On
November 22, 2020, I wrote in a blog post here:
There is the possibility that Trump is not just deeply neurotic but either
has long been or has recently become psychotic. In that event, his egomaniacal delusion could well lead him
to summon violent resistance to his removal. While such resistance would have very little chance of being
successful, however unsuccessful it might be it would have enormously
detrimental effects on America’s economy, institutions and prestige. But I think it’s more likely that Trump will be dissuaded from taking such
a risk.
About the same time I wrote elsewhere (in a comment on a
Youtube post):
He [Trump] is desperate to avoid prosecution
and incarceration, the former inevitable and the latter highly likely if and
when he ceases to be President. Therefore,
he will do whatever he dares to do in order to retain the Presidency. Fortunately he’s not very daring, but
unfortunately he doesn’t understand the system well enough to know what’s
possible and what’s not possible.
The first of these quoted comments of mine was
partly wrong. Trump is psychotic but was
not dissuaded from summoning violent resistance to his removal. The second was spot on. Trump was safe in the White House during the
fighting on Capitol Hill, and even though his minions succeeded in stalling the
counting of electoral votes for a time there was never a chance the outcome
would be a second term for Trump. In
November I failed to focus on the exact form of violent resistance Trump would
summon. I underestimated Trump’s cowardice,
his lack of understanding of the U.S. military and the depth of his followers’
delusion, ignorance and depravity.
Whatever secret overtures were made to the
Pentagon on his behalf, the senior officers made their unwillingness to
cooperate clear in a series of statements culminating in December, followed at
the beginning of January by all the living former Secretaries of Defense. We may not know for years exactly what sort
of back-channel suggestions prompted the generals’ and Secretaries’ statements,
but Trump had another arrow in his quiver.
Trump did summon violent resistance. He thought his ranting, bloodthirsty fans
could stop Congress from completing the final formal step of the 2020 Presidential
election – and they did, for about four hours.
His agent and unsuccessful lawyer, having failed to win any judicial
trial for his master, told the large and unruly crowd (expressly summoned to DC
by Trump for a day that he promised would “be wild”) that their cause now depended
on “trial by combat.” Then Trump instructed
them to march on the Capitol, where he knew Congress was sitting to count the
electoral votes and certify the winner.

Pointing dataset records
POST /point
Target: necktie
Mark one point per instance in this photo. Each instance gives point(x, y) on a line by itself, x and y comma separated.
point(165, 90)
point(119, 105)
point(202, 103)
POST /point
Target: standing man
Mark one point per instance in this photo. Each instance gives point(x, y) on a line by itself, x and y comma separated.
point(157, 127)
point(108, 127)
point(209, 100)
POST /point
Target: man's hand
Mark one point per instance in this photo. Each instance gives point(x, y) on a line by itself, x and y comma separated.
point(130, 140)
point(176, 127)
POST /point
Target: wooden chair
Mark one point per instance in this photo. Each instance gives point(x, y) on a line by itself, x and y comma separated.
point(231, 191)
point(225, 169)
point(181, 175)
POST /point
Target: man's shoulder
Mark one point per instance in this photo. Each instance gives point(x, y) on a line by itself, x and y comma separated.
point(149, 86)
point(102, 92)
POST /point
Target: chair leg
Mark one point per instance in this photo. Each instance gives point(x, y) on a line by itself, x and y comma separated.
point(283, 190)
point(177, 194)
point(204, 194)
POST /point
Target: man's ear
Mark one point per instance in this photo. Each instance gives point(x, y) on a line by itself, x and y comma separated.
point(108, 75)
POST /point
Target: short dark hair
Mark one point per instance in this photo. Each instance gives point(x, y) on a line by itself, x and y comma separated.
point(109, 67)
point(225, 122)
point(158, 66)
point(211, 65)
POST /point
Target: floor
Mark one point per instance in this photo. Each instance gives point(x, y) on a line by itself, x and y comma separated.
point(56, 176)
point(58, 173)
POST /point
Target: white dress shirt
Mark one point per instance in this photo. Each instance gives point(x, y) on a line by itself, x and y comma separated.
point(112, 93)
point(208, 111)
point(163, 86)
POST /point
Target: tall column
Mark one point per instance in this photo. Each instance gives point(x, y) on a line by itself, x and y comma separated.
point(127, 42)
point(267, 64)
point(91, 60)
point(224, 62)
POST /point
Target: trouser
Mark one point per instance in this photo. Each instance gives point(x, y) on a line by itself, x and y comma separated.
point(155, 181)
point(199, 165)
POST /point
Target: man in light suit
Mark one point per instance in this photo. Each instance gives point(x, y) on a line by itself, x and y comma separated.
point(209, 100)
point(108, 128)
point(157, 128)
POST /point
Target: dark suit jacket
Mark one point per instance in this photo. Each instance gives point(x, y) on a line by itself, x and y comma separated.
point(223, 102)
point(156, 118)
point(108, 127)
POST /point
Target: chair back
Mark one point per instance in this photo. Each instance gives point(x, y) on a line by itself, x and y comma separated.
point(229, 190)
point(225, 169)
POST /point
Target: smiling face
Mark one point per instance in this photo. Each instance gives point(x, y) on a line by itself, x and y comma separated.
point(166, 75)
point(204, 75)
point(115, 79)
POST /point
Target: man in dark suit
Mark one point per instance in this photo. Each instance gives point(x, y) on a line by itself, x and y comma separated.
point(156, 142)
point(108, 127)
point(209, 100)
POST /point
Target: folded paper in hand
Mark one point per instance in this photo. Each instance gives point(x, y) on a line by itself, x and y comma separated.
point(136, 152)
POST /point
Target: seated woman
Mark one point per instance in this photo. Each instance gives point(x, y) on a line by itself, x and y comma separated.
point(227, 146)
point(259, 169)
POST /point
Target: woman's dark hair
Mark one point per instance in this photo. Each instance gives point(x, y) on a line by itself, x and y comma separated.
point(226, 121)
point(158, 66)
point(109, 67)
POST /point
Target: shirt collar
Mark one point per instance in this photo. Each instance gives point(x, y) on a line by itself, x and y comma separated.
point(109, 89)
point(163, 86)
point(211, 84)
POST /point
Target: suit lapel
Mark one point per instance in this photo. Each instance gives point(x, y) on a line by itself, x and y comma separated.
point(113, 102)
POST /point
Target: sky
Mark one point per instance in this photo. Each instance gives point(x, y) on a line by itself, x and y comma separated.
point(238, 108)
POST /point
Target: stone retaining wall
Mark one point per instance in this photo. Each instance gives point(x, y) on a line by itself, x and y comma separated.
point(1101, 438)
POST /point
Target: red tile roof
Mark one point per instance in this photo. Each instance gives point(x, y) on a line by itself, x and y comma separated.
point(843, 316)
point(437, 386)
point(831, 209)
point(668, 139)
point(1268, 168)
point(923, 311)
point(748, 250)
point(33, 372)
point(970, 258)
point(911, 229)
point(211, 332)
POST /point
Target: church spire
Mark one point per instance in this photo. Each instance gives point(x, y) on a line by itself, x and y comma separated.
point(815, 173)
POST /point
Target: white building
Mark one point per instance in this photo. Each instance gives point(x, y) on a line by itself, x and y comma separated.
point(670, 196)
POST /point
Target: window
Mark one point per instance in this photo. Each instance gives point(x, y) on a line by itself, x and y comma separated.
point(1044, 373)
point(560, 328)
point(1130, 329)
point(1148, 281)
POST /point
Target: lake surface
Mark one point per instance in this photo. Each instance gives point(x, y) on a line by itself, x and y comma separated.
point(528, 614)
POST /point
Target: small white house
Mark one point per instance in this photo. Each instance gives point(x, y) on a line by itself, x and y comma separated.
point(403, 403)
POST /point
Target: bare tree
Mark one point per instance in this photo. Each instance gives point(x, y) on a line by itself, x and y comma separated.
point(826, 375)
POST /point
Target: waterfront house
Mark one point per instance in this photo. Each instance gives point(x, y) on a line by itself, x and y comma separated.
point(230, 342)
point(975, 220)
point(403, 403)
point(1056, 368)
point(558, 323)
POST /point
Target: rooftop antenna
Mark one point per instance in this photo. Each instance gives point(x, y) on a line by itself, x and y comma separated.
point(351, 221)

_What is asked_:
**a.** Answer these questions from the excerpt, one per line:
(i) On what date did the writer publish the first quoted blog post?
(ii) Where did the writer post the second quoted comment?
(iii) For about how long did the crowd stop Congress from completing the final formal step of the 2020 Presidential election?
**b.** Edit the excerpt from "Trump did summon" up to and including "about four hours.", changing "bloodthirsty" to "furious".
The material has no connection to the excerpt.

_Responses to the tasks_:
**a.**
(i) November 22, 2020
(ii) In a comment on a Youtube post
(iii) About four hours

**b.**
Trump did summon violent resistance. He thought his ranting, furious fans
could stop Congress from completing the final formal step of the 2020 Presidential
election – and they did, for about four hours.